Render every line of the items below as a JSON list of strings, one string per line. Skip blank lines and leave the pictures out of the answer.
#### RECORDS SHOWN ####
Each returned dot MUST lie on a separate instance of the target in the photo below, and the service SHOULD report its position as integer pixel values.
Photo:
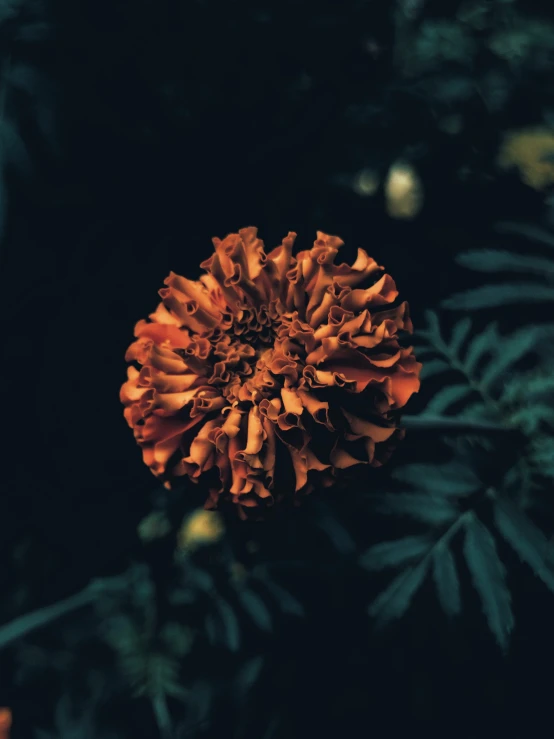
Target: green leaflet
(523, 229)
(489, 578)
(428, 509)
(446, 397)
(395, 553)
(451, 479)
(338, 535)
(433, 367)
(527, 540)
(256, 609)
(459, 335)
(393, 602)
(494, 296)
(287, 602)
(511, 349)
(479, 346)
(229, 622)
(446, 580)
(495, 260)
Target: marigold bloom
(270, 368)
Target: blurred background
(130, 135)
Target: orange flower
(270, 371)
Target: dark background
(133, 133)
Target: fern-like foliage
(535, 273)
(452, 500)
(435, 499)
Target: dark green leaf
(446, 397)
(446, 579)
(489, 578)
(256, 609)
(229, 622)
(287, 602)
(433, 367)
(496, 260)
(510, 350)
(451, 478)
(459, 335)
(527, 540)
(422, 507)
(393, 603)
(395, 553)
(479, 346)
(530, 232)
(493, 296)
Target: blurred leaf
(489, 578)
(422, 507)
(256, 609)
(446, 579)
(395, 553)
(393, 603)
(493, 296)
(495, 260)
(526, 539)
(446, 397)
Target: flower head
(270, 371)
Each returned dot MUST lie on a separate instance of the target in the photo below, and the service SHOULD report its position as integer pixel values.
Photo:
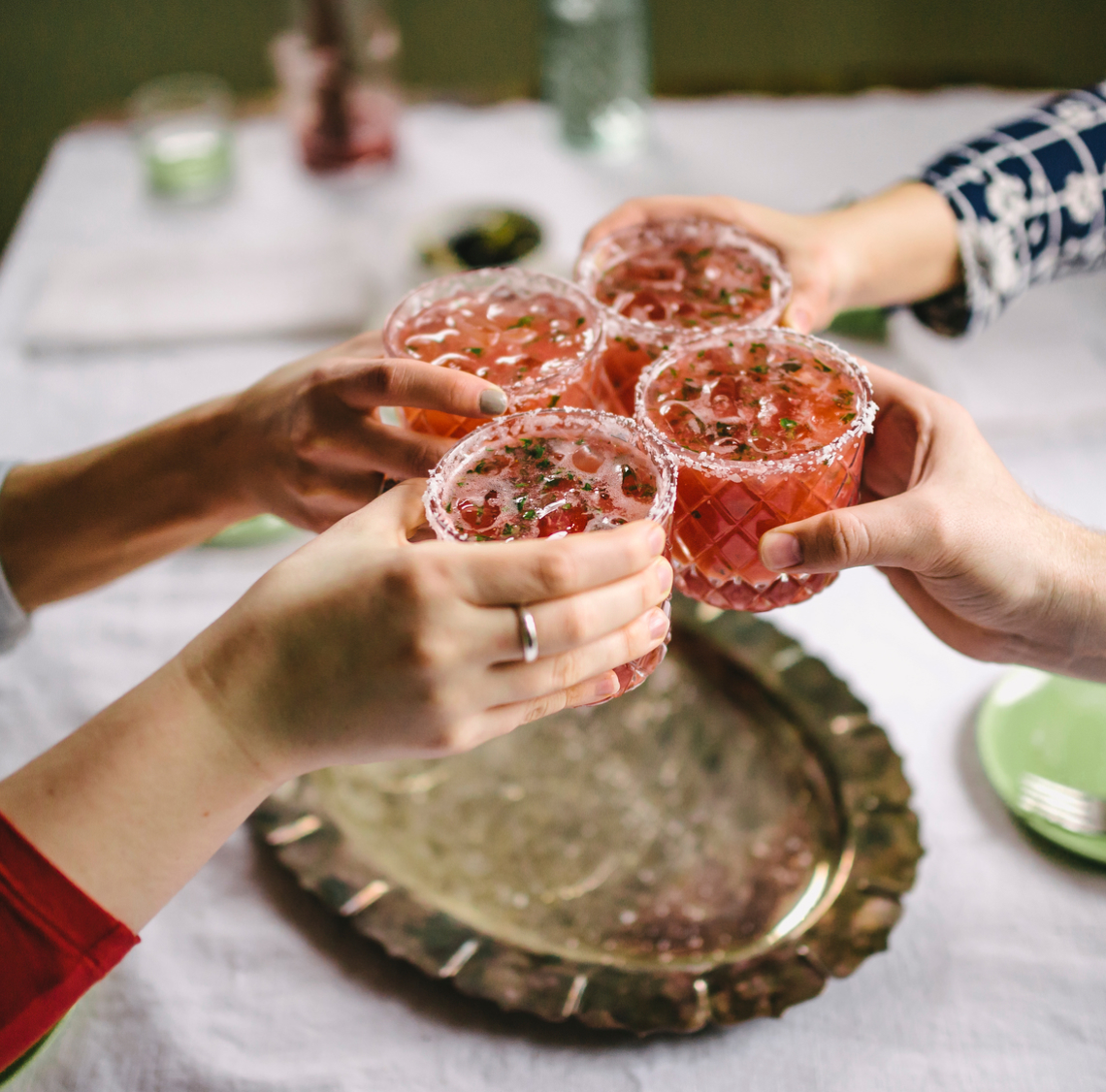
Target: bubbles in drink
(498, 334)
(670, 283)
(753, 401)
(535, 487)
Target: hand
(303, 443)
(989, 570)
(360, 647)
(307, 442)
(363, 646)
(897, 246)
####
RESPONSE TO THE EXERCISE
[
  "Each returned dot MUST lie on a separate instance of the target in the photo below, and the service SHOULD report its position as integer pixel values.",
  "Photo:",
  "Target: green leaflet",
  "(523, 229)",
  "(489, 578)",
  "(428, 509)",
  "(446, 397)",
  "(395, 553)",
  "(451, 479)",
  "(338, 535)",
  "(433, 367)",
  "(527, 540)",
  "(256, 609)",
  "(459, 335)",
  "(393, 602)",
  "(494, 296)",
  "(287, 602)",
  "(511, 349)",
  "(479, 346)",
  "(229, 622)",
  "(446, 580)",
  "(495, 260)",
  "Target: marigold bloom",
  "(270, 368)",
  "Target: blurred background",
  "(130, 135)",
  "Target: orange flower",
  "(270, 371)",
  "Target: dark background",
  "(133, 133)",
  "Target: fern-like foliage",
  "(535, 273)",
  "(452, 500)",
  "(435, 499)",
  "Target: dark green leaf",
  "(446, 397)",
  "(446, 579)",
  "(489, 578)",
  "(256, 609)",
  "(229, 622)",
  "(287, 602)",
  "(433, 367)",
  "(496, 260)",
  "(510, 350)",
  "(451, 478)",
  "(459, 335)",
  "(527, 540)",
  "(422, 507)",
  "(393, 603)",
  "(395, 553)",
  "(479, 346)",
  "(530, 232)",
  "(493, 296)",
  "Target: blurred leaf",
  "(489, 578)",
  "(422, 507)",
  "(256, 609)",
  "(446, 579)",
  "(395, 553)",
  "(393, 603)",
  "(493, 296)",
  "(495, 260)",
  "(526, 539)",
  "(446, 397)",
  "Target: flower head",
  "(270, 371)",
  "Each returned dot MUST lie on a separate instance of the target in the photo below, and the service SHOULD report its position as integer pixel values.",
  "Photo:",
  "Target: bubbles in drink",
  "(498, 334)",
  "(670, 283)",
  "(753, 401)",
  "(535, 487)",
  "Target: hand",
  "(303, 443)",
  "(989, 570)",
  "(360, 647)",
  "(307, 442)",
  "(363, 646)",
  "(897, 246)"
]